* **Extracted records**:
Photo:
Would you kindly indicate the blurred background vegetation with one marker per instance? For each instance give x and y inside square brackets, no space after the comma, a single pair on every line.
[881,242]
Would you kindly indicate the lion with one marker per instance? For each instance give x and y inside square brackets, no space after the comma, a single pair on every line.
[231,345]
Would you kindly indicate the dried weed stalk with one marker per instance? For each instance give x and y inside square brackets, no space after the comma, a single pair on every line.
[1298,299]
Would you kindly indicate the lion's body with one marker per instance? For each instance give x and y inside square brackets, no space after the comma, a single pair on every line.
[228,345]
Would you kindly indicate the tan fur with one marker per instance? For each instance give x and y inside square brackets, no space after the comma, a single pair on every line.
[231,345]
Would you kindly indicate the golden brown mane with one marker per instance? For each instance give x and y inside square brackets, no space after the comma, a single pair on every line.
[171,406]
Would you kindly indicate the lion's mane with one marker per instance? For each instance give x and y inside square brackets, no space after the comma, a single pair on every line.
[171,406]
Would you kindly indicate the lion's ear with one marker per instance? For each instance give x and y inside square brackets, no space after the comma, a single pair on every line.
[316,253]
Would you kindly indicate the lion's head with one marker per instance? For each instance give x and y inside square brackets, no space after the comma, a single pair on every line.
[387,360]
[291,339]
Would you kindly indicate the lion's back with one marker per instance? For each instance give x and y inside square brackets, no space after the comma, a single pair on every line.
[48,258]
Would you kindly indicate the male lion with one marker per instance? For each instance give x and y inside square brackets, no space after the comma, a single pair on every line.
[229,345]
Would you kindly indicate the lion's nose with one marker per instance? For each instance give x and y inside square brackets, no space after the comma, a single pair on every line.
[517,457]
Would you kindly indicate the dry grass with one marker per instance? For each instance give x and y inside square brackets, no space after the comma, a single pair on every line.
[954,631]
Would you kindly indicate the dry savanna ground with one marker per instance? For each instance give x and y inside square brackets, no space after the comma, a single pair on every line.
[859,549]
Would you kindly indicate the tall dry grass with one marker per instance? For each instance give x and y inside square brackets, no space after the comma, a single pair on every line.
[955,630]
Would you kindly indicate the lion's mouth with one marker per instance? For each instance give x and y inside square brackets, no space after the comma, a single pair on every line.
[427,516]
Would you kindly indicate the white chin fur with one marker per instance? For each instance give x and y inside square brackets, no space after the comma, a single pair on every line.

* **The problem**: Copy all the records above precisely.

* **Completed exercise**:
Photo:
Would you kindly indicate the blurred background vegetation with one marker per instance? For each instance give x and y inside square brackets, no space after the comma, a single pair on every line.
[881,242]
Would you kindly indicate the lion with one marker per instance? For each instance give x and y inside square brackets, no space after the comma, a single pair on every line.
[231,345]
Would you kindly indicate the dried weed stalk with one marker per instance? For each instance give x and y inside square brackets, no space after the comma, a single pair on every line.
[1298,299]
Would you kindly indicate the lion's body with one marker per instance? For each instance give x and y inside square brackets, no space after the comma, a single pair on every line.
[228,345]
Would you kindly indicate the tan fur with one marker per instance? For each instance give x and y inside square brackets, no space after the comma, a single pair on every line.
[231,345]
Would you kindly indicate the golden brown mane with one marker per instance? For each instance give x and y inside square brackets, no space after the comma, a single pair on every line.
[171,406]
Would you kindly indicate the lion's mane with one marker per instance? For each instance give x and y inside square brackets, no space after the comma, a single pair on every line.
[171,406]
Would you kindly indicate the lion's ear with one marker per instance? For each instance give x and y inside square brackets, no space after the comma, a single pair on every line.
[316,253]
Would you kindly indicate the lion's head with one marker per instance? For each instance give x and y inside square brackets, no space after the comma, a single pair on every line.
[387,360]
[291,339]
Would you kindly indicate the lion's back with one marker per instance? For each instance give x and y inside square brackets, no space after the comma, a single pair on every line.
[48,258]
Would you kindly indicate the male lion with one marker per instance? For each instance give x and y inside square brackets, no space after the comma, a single pair on every line.
[229,345]
Would you kindly indicate the lion's nose with one marker per instance? For each instance give x and y inside square brackets, no space after the comma, a single pair on every line.
[517,457]
Would you kindly indicate the dry grass with one marker per instance? For each instance give x and y inside square brackets, no space after the comma, a single pair on every line.
[954,631]
Would you kindly indicate the dry savanna ground with one marker per instance? For each instance give x and y inside square brackets, no space after the comma, a single pair on every line.
[859,549]
Would you kindly indicate the tall dry grass with one marker per instance? For each instance give x and y inside square brackets, no space after the comma, a single pair on every line.
[955,630]
Would you kindly indicate the lion's mouth with one marker per instance? For each instance give x and y inside square brackets, no space after the comma, a single pair on every line.
[427,516]
Would you kindly indicate the white chin fur with one marker per instance? For each instance give x and y inside square brackets, no space after the comma, a single pair on every line.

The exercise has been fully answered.